── Material provided
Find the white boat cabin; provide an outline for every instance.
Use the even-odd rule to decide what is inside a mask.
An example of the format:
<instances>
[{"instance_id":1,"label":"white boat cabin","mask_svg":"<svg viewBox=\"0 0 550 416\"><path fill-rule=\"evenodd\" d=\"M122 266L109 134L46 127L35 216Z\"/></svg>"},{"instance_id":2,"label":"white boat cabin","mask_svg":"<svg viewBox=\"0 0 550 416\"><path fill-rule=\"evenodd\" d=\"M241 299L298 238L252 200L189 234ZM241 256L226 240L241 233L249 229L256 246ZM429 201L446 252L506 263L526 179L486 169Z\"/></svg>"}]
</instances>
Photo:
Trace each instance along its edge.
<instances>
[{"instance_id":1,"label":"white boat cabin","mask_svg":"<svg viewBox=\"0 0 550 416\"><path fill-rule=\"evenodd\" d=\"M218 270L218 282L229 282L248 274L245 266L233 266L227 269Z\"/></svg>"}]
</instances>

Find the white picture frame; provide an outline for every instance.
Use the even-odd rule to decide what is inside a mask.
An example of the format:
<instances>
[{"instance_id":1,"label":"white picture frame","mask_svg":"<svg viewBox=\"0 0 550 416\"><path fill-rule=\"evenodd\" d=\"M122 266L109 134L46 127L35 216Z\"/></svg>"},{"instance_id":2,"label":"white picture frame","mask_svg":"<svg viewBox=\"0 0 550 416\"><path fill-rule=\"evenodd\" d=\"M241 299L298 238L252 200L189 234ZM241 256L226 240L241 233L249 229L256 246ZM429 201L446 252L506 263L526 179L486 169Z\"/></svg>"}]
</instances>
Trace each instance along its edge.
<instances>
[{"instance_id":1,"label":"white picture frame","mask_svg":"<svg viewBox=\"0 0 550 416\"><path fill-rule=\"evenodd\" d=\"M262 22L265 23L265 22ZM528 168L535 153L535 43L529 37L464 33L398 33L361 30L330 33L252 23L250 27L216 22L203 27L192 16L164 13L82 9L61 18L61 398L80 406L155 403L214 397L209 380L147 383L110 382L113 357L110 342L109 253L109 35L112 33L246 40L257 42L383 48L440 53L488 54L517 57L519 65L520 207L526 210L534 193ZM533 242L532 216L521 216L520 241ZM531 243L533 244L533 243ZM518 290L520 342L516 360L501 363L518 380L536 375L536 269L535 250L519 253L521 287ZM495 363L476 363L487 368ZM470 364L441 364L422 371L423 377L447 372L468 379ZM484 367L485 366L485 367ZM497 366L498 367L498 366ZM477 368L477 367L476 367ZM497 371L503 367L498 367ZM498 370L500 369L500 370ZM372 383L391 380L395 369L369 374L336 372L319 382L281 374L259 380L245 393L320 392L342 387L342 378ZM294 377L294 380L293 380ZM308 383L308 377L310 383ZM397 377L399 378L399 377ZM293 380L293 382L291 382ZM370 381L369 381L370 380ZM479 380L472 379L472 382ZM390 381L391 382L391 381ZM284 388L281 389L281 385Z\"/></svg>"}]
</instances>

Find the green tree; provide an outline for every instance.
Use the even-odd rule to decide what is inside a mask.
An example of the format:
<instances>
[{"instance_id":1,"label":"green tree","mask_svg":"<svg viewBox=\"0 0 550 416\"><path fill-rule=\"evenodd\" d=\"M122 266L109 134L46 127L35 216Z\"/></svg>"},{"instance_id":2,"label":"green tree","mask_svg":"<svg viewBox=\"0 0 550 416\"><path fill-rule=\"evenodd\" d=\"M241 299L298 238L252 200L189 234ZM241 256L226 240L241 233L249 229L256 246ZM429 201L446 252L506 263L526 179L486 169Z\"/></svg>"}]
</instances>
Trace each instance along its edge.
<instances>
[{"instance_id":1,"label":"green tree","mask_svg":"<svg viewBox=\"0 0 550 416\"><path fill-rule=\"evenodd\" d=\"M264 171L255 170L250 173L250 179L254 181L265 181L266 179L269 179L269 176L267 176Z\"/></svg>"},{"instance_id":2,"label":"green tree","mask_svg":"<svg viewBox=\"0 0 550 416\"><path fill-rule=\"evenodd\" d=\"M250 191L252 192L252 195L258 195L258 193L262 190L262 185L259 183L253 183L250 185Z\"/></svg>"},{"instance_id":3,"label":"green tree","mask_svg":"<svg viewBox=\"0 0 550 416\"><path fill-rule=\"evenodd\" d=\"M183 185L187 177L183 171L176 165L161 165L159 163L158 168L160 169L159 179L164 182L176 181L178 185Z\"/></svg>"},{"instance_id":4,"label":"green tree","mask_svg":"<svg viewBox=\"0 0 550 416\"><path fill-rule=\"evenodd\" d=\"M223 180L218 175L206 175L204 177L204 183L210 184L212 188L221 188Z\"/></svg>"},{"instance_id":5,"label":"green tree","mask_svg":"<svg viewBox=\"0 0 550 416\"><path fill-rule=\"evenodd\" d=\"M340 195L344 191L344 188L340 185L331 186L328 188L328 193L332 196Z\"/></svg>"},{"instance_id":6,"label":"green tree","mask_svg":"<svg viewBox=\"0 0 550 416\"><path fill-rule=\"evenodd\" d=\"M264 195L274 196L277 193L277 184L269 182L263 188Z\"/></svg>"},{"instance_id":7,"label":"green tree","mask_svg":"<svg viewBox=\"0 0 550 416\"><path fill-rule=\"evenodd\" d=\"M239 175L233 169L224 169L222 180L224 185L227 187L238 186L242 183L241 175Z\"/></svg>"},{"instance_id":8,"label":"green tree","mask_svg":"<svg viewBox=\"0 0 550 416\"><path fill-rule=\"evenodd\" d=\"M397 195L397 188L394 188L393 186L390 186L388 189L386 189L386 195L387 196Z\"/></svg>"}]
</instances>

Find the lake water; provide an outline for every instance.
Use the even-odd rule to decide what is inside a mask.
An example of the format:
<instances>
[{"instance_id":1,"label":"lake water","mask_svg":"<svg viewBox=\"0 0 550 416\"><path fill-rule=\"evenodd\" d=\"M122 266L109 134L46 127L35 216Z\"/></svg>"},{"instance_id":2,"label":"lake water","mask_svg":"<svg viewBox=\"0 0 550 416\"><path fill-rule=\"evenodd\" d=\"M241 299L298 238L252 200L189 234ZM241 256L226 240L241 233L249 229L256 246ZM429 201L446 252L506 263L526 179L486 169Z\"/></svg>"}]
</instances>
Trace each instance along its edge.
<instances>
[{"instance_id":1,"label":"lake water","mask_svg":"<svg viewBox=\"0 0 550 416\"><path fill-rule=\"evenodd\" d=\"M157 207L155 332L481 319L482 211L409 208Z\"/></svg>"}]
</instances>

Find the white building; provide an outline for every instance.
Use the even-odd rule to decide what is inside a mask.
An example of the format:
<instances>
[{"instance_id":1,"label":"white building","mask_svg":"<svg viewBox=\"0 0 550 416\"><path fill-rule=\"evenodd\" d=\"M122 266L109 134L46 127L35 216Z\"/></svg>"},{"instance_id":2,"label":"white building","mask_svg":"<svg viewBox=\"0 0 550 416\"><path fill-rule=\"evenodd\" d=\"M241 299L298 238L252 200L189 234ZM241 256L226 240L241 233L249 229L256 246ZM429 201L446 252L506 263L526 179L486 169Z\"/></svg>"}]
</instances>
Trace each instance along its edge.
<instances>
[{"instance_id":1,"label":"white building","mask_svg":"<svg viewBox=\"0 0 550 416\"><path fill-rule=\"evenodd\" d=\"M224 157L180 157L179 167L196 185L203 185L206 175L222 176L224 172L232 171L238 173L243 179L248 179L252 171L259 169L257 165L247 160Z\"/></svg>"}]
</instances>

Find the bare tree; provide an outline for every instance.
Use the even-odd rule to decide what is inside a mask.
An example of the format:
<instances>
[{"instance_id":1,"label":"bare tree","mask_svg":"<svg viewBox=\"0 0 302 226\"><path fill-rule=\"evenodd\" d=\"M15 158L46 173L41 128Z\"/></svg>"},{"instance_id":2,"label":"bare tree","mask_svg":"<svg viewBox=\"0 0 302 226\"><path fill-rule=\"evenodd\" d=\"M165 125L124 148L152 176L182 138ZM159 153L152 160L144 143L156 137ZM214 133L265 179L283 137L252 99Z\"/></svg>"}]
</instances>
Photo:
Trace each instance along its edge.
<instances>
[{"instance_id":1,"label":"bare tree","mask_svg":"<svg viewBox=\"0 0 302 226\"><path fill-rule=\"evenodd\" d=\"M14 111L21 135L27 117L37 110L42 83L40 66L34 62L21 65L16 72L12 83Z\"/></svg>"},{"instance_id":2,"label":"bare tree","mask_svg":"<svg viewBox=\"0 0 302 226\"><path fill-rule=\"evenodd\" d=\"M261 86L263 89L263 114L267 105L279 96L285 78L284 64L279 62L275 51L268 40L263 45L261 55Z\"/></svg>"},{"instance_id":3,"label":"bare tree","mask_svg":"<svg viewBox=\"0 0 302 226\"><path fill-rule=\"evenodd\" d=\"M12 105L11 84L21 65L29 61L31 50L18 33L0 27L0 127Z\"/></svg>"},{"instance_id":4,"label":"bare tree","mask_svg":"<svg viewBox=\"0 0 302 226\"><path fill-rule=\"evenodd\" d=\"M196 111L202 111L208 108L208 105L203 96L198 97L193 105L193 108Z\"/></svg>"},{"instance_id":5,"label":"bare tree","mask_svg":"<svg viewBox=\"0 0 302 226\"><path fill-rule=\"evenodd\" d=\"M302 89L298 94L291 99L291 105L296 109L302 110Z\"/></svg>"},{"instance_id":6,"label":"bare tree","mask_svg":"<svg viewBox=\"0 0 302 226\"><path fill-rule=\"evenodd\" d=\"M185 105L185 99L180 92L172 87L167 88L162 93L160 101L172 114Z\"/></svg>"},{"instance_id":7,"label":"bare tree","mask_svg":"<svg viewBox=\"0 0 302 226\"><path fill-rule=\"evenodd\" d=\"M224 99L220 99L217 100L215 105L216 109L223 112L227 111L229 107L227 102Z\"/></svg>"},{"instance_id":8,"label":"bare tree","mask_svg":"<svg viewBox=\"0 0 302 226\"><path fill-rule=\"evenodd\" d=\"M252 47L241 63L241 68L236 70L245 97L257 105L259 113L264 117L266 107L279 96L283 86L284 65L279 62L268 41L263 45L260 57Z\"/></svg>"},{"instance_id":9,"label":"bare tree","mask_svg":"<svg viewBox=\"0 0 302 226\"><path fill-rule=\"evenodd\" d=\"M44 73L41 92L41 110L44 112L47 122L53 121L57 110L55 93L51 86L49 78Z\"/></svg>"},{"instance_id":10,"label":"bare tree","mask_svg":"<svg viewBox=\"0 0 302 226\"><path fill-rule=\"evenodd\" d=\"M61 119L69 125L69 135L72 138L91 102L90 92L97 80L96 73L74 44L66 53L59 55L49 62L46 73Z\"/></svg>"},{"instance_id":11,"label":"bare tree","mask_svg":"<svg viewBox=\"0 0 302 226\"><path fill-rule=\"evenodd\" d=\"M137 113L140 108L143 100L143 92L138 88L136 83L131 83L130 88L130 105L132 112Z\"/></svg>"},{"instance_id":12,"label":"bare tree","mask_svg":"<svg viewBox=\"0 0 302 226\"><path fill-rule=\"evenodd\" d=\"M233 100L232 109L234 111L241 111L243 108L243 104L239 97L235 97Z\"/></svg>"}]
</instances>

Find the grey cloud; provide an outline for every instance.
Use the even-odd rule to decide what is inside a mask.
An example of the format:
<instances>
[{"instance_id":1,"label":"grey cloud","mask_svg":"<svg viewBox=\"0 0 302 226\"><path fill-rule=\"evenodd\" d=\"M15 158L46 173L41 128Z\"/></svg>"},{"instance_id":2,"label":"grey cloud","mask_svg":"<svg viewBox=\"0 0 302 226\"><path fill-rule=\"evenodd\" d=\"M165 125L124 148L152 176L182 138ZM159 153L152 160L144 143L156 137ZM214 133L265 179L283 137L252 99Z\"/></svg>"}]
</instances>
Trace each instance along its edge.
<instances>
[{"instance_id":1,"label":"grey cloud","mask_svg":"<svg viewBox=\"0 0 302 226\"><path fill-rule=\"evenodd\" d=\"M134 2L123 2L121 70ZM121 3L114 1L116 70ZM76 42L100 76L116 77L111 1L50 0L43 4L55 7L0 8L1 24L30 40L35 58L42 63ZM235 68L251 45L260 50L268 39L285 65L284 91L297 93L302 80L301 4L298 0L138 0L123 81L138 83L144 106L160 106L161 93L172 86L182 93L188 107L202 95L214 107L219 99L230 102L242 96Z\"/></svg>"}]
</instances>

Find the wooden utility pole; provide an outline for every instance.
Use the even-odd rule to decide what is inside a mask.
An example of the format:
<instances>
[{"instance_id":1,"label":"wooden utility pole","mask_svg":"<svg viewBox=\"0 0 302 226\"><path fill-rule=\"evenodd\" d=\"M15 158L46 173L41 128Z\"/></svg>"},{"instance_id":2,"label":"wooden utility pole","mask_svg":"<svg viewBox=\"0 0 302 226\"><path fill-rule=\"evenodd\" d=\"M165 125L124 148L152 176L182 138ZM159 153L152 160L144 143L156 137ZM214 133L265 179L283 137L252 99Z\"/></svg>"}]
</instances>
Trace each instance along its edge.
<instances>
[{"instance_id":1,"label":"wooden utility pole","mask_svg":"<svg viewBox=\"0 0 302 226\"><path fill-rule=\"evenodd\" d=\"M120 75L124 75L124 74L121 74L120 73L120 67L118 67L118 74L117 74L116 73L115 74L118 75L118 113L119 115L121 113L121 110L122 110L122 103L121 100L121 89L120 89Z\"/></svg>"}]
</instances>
────
Set task: Reproduce verbatim the rows from the line containing "Find the wooden" through the end of the rows, including both that line and the final one.

Task output:
Find the wooden utility pole; provide an outline for every instance.
Use the even-odd rule to decide what is inside a mask.
An example of the format:
<instances>
[{"instance_id":1,"label":"wooden utility pole","mask_svg":"<svg viewBox=\"0 0 302 226\"><path fill-rule=\"evenodd\" d=\"M15 158L46 173L41 128Z\"/></svg>"},{"instance_id":2,"label":"wooden utility pole","mask_svg":"<svg viewBox=\"0 0 302 226\"><path fill-rule=\"evenodd\" d=\"M165 125L124 148L152 176L182 138ZM159 153L152 160L144 143L156 137ZM214 133L265 179L283 137L252 99Z\"/></svg>"}]
</instances>
Trace each instance along its edge.
<instances>
[{"instance_id":1,"label":"wooden utility pole","mask_svg":"<svg viewBox=\"0 0 302 226\"><path fill-rule=\"evenodd\" d=\"M120 75L124 75L124 74L121 74L120 73L120 67L118 67L118 74L117 74L116 73L115 74L118 75L118 113L119 115L121 113L121 110L122 110L122 103L121 100L121 89L120 89Z\"/></svg>"}]
</instances>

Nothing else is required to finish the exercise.